Write out every entry exactly as given, but omit the pictures.

Image-grounded pointing data:
***

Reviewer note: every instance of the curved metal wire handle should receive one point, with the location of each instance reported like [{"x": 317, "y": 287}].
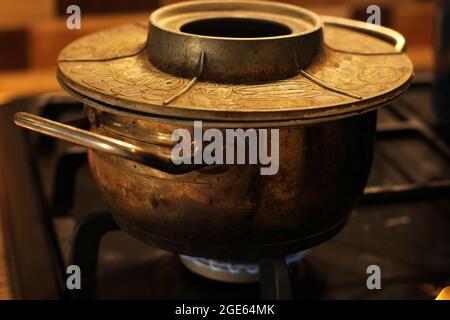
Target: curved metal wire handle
[{"x": 384, "y": 33}]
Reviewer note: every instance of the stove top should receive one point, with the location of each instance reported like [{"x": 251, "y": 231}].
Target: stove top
[{"x": 402, "y": 223}]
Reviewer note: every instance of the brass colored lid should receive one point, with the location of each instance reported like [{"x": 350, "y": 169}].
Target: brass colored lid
[{"x": 290, "y": 64}]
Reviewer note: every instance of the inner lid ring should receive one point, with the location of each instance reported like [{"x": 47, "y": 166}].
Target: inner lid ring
[{"x": 233, "y": 41}]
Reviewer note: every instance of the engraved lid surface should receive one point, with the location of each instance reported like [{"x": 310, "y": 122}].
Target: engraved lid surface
[{"x": 355, "y": 68}]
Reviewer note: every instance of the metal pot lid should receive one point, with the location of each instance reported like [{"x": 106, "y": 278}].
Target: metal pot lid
[{"x": 239, "y": 61}]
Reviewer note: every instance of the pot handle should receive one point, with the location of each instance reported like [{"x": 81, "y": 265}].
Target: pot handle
[
  {"x": 387, "y": 34},
  {"x": 148, "y": 155}
]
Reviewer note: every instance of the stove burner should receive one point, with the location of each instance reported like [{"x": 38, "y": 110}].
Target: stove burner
[{"x": 230, "y": 271}]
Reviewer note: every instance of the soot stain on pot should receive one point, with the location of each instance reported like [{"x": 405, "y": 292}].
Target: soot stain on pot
[{"x": 157, "y": 201}]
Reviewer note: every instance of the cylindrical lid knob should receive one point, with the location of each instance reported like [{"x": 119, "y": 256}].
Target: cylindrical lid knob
[{"x": 233, "y": 41}]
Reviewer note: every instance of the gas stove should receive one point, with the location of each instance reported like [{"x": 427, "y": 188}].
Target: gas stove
[{"x": 54, "y": 216}]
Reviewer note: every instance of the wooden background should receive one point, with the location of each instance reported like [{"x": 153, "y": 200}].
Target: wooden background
[{"x": 32, "y": 32}]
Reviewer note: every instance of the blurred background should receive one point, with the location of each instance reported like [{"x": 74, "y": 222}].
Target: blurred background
[{"x": 32, "y": 32}]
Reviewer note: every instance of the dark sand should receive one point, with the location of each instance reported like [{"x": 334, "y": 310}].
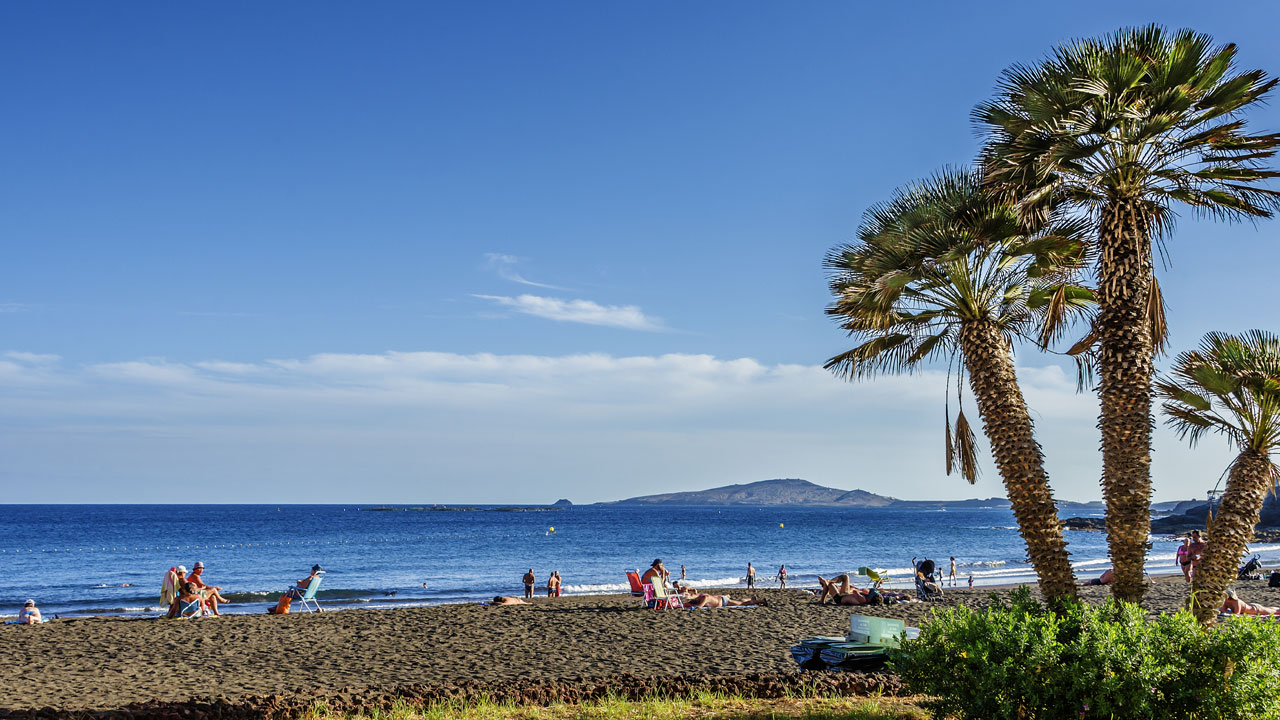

***

Your solution:
Reviewer note: every instance of the curved metal wire handle should receive one point, with the location of each instance reported like [{"x": 317, "y": 287}].
Target: curved metal wire handle
[{"x": 384, "y": 33}]
Reviewer note: every instance of the stove top should receive one point, with the location of each instance reported like [{"x": 251, "y": 231}].
Target: stove top
[{"x": 402, "y": 223}]
Reviewer note: every instance of the brass colored lid should receive one point, with the location of each instance reported like [{"x": 350, "y": 169}].
Target: brass colored lid
[{"x": 290, "y": 64}]
Reviewer note: every instance of the inner lid ring should receive one point, with the location of each instance reported like [{"x": 47, "y": 166}].
Target: inner lid ring
[{"x": 233, "y": 41}]
Reviewer note: every instance of the engraved lid surface should receive one point, with the location of each instance reported like [{"x": 310, "y": 122}].
Target: engraved lid surface
[{"x": 355, "y": 68}]
Reviewer note: every instance of the metal pot lid should receive one point, with the location of each instance reported like [{"x": 106, "y": 278}].
Target: metal pot lid
[{"x": 239, "y": 61}]
Reviewer note: every instance of the pot handle should receive one point, with the location of each instance reported like [{"x": 81, "y": 265}].
Target: pot handle
[
  {"x": 387, "y": 34},
  {"x": 148, "y": 155}
]
Reviewer note: every instance of the stove burner should receive one point, with the location of each instance reported like [{"x": 38, "y": 110}].
Target: stove burner
[{"x": 230, "y": 271}]
Reviewer note: every instance of the soot stain on pot should receive one point, with the location of each instance reported like [{"x": 405, "y": 292}].
Target: soot stain on pot
[{"x": 157, "y": 201}]
Reviewer note: every instance of the cylindrical lid knob should receive one point, with the location of each instance reported like [{"x": 119, "y": 256}].
Target: cylindrical lid knob
[{"x": 233, "y": 41}]
Reviewer note: every instance of the gas stove should receive one point, with the location of each instance reported like [{"x": 427, "y": 188}].
Target: gas stove
[{"x": 54, "y": 216}]
Reviewer note: every instance of the wooden background should receive one point, with the location of each instance reported like [{"x": 153, "y": 200}].
Target: wooden background
[{"x": 32, "y": 32}]
Reviewer note: every instance of the blurred background should receive one point, with the location of each instance reported like [{"x": 74, "y": 222}].
Target: blurred background
[{"x": 32, "y": 32}]
Reviewer note: every instance of the dark sand should receive one point, with the location of each instance reported like [{"x": 334, "y": 310}].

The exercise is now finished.